** Begin Source records **

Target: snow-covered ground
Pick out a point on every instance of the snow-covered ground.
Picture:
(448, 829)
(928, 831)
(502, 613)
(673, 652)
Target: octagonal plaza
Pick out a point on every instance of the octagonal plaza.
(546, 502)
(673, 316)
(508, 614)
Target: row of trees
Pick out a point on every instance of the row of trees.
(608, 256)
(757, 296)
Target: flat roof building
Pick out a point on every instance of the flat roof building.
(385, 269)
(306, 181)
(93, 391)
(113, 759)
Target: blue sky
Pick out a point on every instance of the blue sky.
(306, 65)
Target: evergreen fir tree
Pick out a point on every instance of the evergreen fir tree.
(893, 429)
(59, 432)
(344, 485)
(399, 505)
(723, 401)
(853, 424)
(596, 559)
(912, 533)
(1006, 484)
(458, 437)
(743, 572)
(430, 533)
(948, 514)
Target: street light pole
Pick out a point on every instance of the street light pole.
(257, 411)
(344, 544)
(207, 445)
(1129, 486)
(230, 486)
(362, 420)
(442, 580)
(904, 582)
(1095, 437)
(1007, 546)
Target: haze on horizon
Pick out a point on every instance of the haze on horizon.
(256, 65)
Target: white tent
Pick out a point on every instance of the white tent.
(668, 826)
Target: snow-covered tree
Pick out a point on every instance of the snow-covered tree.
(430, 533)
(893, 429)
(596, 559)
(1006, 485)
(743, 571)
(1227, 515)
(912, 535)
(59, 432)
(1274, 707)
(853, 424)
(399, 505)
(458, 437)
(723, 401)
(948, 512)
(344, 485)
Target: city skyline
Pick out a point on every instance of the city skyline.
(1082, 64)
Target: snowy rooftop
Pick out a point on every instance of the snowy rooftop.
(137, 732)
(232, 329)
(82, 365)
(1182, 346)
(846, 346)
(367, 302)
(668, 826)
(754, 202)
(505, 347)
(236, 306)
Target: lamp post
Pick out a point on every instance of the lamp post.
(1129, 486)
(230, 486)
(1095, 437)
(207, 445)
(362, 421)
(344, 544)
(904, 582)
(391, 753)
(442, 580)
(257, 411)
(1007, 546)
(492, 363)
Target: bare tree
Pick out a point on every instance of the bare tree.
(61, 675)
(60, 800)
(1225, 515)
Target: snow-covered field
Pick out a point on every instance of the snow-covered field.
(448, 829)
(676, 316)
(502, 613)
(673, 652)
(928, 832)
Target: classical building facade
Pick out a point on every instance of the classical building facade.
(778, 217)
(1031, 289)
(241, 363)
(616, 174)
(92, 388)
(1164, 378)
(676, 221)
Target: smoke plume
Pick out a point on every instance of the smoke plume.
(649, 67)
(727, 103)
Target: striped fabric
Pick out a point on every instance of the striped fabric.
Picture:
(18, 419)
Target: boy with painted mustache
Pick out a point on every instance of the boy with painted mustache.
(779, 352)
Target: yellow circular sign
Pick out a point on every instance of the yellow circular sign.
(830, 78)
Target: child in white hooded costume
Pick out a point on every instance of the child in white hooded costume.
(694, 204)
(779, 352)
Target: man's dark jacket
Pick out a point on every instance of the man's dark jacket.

** End Source records **

What this task involves: Print every row above again, word for word, with nothing left out or changed.

Right answer:
Target: snow-covered ground
Pick out a point on every instance of the snow-covered ground.
Picture:
(448, 829)
(928, 831)
(502, 613)
(673, 652)
Target: octagonal plaza
Pick out a point on every instance of the octagonal plaza.
(546, 502)
(673, 316)
(508, 614)
Target: row of trees
Pick out a point on every instance of the row of trees.
(608, 256)
(757, 296)
Target: flat roof building
Pick out a point on every instance of the flat roof building.
(385, 269)
(306, 181)
(93, 391)
(113, 759)
Target: blue sky
Pick out a point on every instance of the blue sky.
(306, 65)
Target: evergreen fir tree
Pick out a point on every instance of the evergreen fir tree.
(893, 429)
(59, 432)
(344, 485)
(399, 505)
(723, 401)
(853, 424)
(596, 559)
(912, 533)
(1006, 484)
(458, 437)
(743, 572)
(430, 533)
(948, 514)
Target: street light pole
Pick out a point on every instance of the street light pole.
(257, 411)
(344, 544)
(207, 445)
(1129, 486)
(230, 486)
(362, 420)
(442, 580)
(904, 582)
(1095, 437)
(1007, 546)
Target: haze on horizon
Pick out a point on every instance of the haze on horizon.
(256, 65)
Target: white tent
Pick out a point on every instance of the white tent.
(668, 826)
Target: snow-covered tree
Pick out a point on every instance of the snow-covered tree.
(430, 533)
(893, 429)
(596, 559)
(1006, 485)
(743, 571)
(1227, 515)
(912, 535)
(59, 432)
(1274, 707)
(853, 424)
(399, 505)
(458, 437)
(723, 401)
(948, 512)
(344, 485)
Target: city skyline
Pick out a point on every instance of the city skyline.
(1082, 64)
Target: snowy rooftop
Pick out a point on every instance of the snowy rooftop.
(137, 732)
(232, 329)
(82, 365)
(1182, 346)
(846, 346)
(367, 302)
(668, 826)
(754, 202)
(505, 347)
(236, 306)
Target: lamp post
Pick out a point on every instance of the lamp post.
(1129, 486)
(230, 486)
(1095, 437)
(207, 445)
(362, 421)
(344, 544)
(904, 582)
(391, 753)
(442, 580)
(257, 411)
(1007, 546)
(492, 363)
Target: bare tree
Pick out a point on every instance of the bare tree.
(61, 675)
(60, 800)
(1225, 515)
Target: snow-covered field
Pick out a point on every instance of the snow-covered field.
(448, 829)
(676, 316)
(502, 613)
(673, 652)
(928, 832)
Target: classical building facade
Pick out a point on every instance of the classical building facade.
(778, 217)
(1031, 289)
(241, 363)
(616, 174)
(92, 388)
(1164, 378)
(676, 221)
Target: smoke plume
Pick out a point on every instance of the smoke plume.
(649, 67)
(727, 103)
Target: striped fabric
Pick out a point on every instance of the striped fabric.
Picture:
(18, 419)
Target: boy with painted mustache
Pick out a point on every instance of the boy with painted mustache.
(779, 352)
Target: yellow circular sign
Pick out a point on every instance of the yellow circular sign.
(830, 78)
Target: child in white hooded costume
Pick out a point on every instance of the child in white hooded costume.
(694, 204)
(779, 352)
Target: man's dark jacket
Pick out a point on every instance of the man's dark jacket.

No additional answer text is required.